→ **What needs to be done**:
Repeat each entry word for word. Leave any images out of the copy.
- - - - -
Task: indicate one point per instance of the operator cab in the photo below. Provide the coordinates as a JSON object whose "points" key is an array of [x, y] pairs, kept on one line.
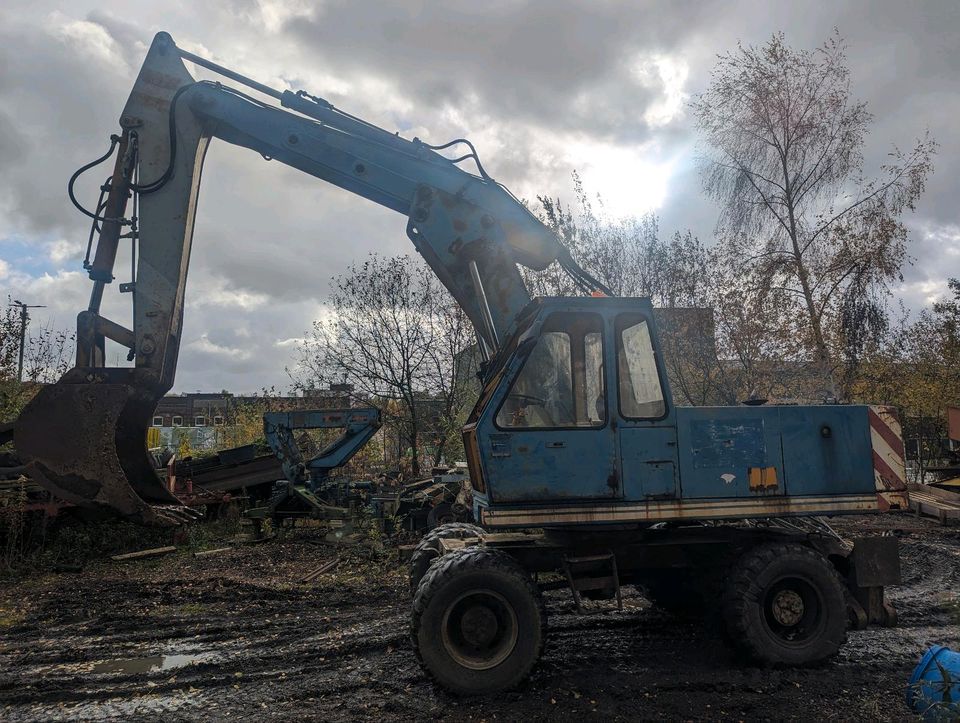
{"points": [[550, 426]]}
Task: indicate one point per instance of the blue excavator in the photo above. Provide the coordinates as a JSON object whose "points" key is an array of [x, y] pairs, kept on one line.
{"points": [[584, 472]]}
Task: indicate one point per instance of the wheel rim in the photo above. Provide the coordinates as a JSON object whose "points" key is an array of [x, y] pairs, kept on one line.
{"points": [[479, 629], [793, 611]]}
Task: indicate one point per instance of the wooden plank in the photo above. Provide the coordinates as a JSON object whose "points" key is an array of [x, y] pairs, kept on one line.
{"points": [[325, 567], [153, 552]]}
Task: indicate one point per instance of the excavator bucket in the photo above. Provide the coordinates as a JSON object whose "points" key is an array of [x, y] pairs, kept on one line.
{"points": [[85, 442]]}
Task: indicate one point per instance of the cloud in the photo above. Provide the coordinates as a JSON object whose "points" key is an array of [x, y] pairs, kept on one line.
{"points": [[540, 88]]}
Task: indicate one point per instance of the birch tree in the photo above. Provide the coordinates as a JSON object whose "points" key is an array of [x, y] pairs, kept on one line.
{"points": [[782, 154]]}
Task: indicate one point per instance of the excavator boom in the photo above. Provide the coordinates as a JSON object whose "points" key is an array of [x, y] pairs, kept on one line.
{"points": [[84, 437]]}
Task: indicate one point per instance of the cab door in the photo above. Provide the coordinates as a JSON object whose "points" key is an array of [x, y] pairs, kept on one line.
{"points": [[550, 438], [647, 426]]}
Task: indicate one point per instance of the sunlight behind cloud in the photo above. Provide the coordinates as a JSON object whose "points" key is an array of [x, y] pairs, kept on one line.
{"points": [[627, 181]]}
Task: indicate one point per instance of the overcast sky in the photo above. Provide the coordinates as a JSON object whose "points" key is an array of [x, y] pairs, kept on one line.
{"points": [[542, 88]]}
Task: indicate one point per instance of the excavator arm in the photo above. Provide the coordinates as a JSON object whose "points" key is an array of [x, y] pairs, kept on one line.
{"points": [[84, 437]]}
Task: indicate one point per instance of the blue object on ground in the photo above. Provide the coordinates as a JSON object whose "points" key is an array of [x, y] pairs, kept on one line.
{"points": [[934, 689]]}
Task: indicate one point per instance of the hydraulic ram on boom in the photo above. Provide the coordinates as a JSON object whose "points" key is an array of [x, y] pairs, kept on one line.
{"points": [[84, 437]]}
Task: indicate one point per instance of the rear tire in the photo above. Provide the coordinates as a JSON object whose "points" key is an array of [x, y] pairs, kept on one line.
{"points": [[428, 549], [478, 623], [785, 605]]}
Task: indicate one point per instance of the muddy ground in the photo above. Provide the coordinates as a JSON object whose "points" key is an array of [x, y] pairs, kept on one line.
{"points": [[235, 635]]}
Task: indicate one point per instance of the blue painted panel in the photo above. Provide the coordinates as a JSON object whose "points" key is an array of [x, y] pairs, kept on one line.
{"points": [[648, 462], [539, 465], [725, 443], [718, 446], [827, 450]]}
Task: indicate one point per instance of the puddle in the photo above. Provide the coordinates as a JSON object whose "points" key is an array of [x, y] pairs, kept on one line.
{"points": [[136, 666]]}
- - - - -
→ **Result for this exercise**:
Task: indicate one point per instance of the operator cab in the photo below. Provide the coordinates as a JSON object whose "points" key is an array of [x, y] pairs, kept on one line.
{"points": [[550, 426]]}
Task: indicate one point per instance of the blue excavator in the photo above. Provide the coordinates as a JSON object whose "points" key is an array of [x, y] pairs, kept on one line.
{"points": [[584, 472]]}
Task: indicate one point per instance of the wheel rim in the photo above. Provide the coordinates as a JSON object whose "points" key is an array of [x, y] pairs, kept on one line.
{"points": [[479, 629], [793, 611]]}
Task: indicate one point per instance of the wooden plank in the photo above. Provide the coordinates as a JSON object whose "points" key is an array of [x, y] pairs, kept on one line.
{"points": [[325, 567], [153, 552]]}
Task: indicate one point per instance of the excavator bucket in the photo above. Provide the coordinates as a JSON object whose "points" key is an array of [x, y] pairs, kept on one line.
{"points": [[85, 442]]}
Task: indicate one point per instance of the cloud in the photo above. Provide the coordinates as a JSON object whose "points" key is an array of [x, y] pairs, kept on one line.
{"points": [[540, 88]]}
Task: indicate one point per instance of the birch tree in the photo above. Provide the coordinates as a JSON object whose "points" key is an array of [x, y] pairs, kept on one line.
{"points": [[782, 154]]}
Task: indicate one point per instance of the excavator boom in the photo above. Provide the coordinates as a JSON object whose "points" key is an array of [x, y] pairs, kept on one line.
{"points": [[84, 437]]}
Task: indicate one point per instance of the cab door in the photo above. Provide the coordinates as a JSON object whose "points" key is an array of [x, y] pairs, kept on one line.
{"points": [[550, 438], [647, 426]]}
Task: indicate one point per instance of the sunlight behind cloud in the photo above. Provide the coordinates as a JSON object whose "points" key is an array of [x, y] pairs, kept on one line.
{"points": [[627, 181]]}
Task: indicate one point per instance of the overcast sky in the photo above. Provide the coordinates as a JSON object whose "points" key is an array of [x, y] pairs, kept on one line.
{"points": [[542, 88]]}
Task: indicate one point per instance of the excavator arm in the photo above. Provide the coordinates as a JSON object whose "points" key is an array of [x, y] pairs, kept on one line.
{"points": [[84, 437]]}
Task: indicate one point per instance of the blue object on ground in the photo above. Provide the coordinates as a JSON object whose "points" key is an array of [x, y] pairs, kept on one line.
{"points": [[934, 689]]}
Task: indicate one point per instance of the hydraulic ram on boom in the photo above. Provide the coordinates as a JSON object whose "points" key is an array of [x, y] pairs, kept on one line.
{"points": [[84, 437]]}
Task: indicate one point per instance of the rear tire in the photo above. Provide the coordinates as a JSON object whose "points" key is an array of [x, y] pairs, kept on one line.
{"points": [[428, 549], [478, 623], [785, 605]]}
Task: indicate one point per instance of the muddy ground in the photo above. Provide the coordinates as a JSON object whose "points" key is an array of [x, y] pairs, kept on one line.
{"points": [[235, 635]]}
Task: indicate one point per instance of the blue painted panel in the photo above. Provide the coordinates as a JSON object whose "points" key is an array of [x, y] pairs, kept on one line.
{"points": [[648, 462], [539, 465], [725, 443], [718, 446], [827, 450]]}
Task: indicate one point per instance of the puddle in the photo above. Provide the coordinates as a JSON object whose "points" key is an array of [x, y] pairs, kept on one line.
{"points": [[136, 666]]}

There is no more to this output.